• [Quoted passage]:
*****

Erik Nielsen Whitehorse International Airport  is an airport of entry located in Whitehorse, Yukon, Canada. It is part of the National Airports System, and is owned and operated by the Government of Yukon. The airport was renamed in honour of longtime Yukon Member of Parliament Erik Nielsen on December 15, 2008. The terminal handled 294,000 passengers in 2012, representing a 94% increase in passenger traffic since 2002. By 2017, this number had risen to 366,000. Air North is based in Whitehorse.

History

Development
In spring 1920, preparation for the arrival of the US Army Black Wolf Squadron (4 US DeHavilland DH-4s) began on Cyr's wood lot on the hill above Whitehorse.  The area was cleared for a landing strip.  This landing strip was used by Treadwell Mining and Yukon Airways and Exploration Co. in the mid/late 1920s.

*****

• [Given task 1]:
Using the Whitehorse airport article, decide whether each statement below agrees with it. Answer yes or no for each and quote the words from the article that settle it.
(a) The airport is owned and operated by the Government of Yukon.
(b) The airport received its current name in 2002.
(c) Air North used the landing strip on Cyr's wood lot in the 1920s.
• [Given task 2]: List every individual year that appears in the Whitehorse airport article, leaving out decades.
• [Given task 3]: Carry on the Whitehorse airport article, picking up after its last sentence.

Items listed in a dataset
*****

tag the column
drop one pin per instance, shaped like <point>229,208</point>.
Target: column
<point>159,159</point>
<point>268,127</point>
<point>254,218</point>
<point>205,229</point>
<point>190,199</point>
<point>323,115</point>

*****

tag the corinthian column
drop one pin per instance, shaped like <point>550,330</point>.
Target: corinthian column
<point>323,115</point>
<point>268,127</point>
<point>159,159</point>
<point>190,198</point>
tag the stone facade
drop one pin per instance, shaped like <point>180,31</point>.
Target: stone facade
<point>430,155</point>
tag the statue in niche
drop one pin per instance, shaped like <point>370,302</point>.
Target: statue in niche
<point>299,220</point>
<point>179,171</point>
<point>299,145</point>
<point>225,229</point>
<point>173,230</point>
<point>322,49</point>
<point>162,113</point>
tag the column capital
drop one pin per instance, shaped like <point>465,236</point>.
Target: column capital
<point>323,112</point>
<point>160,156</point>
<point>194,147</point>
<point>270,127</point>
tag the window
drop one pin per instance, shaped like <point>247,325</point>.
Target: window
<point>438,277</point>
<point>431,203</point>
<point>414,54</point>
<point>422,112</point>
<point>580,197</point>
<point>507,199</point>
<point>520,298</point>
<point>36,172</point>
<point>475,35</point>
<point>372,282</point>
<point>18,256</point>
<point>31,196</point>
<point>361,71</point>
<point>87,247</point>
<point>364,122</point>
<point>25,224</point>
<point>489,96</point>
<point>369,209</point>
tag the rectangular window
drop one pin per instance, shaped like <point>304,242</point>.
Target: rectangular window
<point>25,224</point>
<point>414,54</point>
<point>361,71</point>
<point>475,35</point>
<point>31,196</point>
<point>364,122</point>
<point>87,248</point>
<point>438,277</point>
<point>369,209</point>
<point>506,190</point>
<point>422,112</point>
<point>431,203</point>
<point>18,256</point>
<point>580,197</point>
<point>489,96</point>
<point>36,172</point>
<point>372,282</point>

*****

• [Task output 1]:
(a) Yes: "is owned and operated by the Government of Yukon."
(b) No: "The airport was renamed in honour of longtime Yukon Member of Parliament Erik Nielsen on December 15, 2008."
(c) No: "This landing strip was used by Treadwell Mining and Yukon Airways and Exploration Co. in the mid/late 1920s."

• [Task output 2]: 1920, 2002, 2008, 2012, 2017

• [Task output 3]:
Expanded between 1940 and 1941 by the federal Department of Transport, it was transferred to the Royal Canadian Air Force (RCAF) in 1942 as part of the Northwest Staging Route under the name of RCAF Station Whitehorse. It was closed in 1968 and the airfield resumed its status as a civilian airport.

The airport is classified as an airport of entry by Nav Canada and is staffed by the Canada Border Services Agency (CBSA). CBSA officers at this airport can handle aircraft with no more than 50 passengers; however, they can handle up to 225 if the aircraft is unloaded in stages.

The airport has two fixed-base operators for fuel, limited aircraft maintenance facilities. The control tower operates from 7 a.m. – 9 p.m. local time, and the Whitehorse Flight Service Station provides Airport Advisory Service during the remaining hours. ARFF services are also provided 24 hours a day, 7 days a week.

In addition to scheduled commercial service, numerous small air charter operators and bush pilots use the airport and it serves as a major base for water bombers used in forest firefighting operations. The airport also controls Whitehorse Water Aerodrome, a float plane base on Schwatka Lake.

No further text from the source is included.